Rewrite the data from its first line through the line holding "x=455, y=226", inclusive, keeping the requests. Add -58 to every coordinate in the answers.

Location identification entries:
-- start --

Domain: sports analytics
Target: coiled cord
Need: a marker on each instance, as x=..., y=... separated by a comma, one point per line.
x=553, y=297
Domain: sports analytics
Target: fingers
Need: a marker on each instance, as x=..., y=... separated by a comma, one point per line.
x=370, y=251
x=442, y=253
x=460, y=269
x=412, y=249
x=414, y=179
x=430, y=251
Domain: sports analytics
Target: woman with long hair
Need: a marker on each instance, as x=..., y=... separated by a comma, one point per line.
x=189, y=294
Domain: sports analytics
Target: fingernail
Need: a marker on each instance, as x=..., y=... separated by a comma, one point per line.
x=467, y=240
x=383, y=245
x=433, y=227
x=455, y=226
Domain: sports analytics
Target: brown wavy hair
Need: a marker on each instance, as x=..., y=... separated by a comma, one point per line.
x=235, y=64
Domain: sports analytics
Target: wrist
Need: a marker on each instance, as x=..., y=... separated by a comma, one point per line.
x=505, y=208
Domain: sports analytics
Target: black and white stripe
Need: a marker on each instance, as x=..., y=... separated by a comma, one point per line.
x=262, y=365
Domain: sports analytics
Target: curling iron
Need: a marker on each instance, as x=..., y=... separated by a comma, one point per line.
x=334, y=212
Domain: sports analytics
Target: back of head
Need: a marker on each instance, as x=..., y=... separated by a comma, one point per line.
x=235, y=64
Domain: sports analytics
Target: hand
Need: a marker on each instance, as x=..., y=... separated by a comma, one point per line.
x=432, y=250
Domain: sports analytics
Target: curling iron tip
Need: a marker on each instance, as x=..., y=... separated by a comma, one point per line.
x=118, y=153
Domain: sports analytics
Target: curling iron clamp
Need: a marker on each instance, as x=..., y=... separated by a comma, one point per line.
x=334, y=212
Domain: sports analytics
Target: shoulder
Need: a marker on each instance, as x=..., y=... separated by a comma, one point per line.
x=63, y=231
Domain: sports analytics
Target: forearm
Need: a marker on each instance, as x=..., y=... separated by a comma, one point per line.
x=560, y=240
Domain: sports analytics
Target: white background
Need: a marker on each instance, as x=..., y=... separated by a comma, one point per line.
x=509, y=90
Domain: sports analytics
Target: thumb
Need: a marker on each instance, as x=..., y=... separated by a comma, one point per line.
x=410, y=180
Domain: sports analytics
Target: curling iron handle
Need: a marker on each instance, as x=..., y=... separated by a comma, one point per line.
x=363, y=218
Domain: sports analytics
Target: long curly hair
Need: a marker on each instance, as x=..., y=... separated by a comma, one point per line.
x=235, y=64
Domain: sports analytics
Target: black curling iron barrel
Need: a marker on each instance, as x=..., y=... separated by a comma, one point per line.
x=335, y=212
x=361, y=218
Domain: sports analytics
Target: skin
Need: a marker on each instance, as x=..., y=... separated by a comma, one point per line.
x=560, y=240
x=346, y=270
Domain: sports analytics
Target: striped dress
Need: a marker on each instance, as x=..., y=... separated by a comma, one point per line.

-- end --

▸ Task result
Domain: sports analytics
Target: coiled cord
Need: a marker on each instance, as x=..., y=... separated by a comma, one point per line.
x=495, y=239
Domain: sports analytics
Target: fingers
Need: a marker on each instance, as x=..., y=... separated by a comma, one point per line.
x=312, y=193
x=384, y=195
x=402, y=211
x=354, y=191
x=356, y=121
x=372, y=193
Domain: sports analytics
Target: woman with long hair
Need: a marker on each instance, as x=..., y=... separated by a comma, one point per line.
x=131, y=236
Domain: sports analytics
Target: fingernail
Need: a marker on each instance, as x=..., y=... separated by a comma, one point per line.
x=409, y=182
x=325, y=187
x=375, y=169
x=397, y=168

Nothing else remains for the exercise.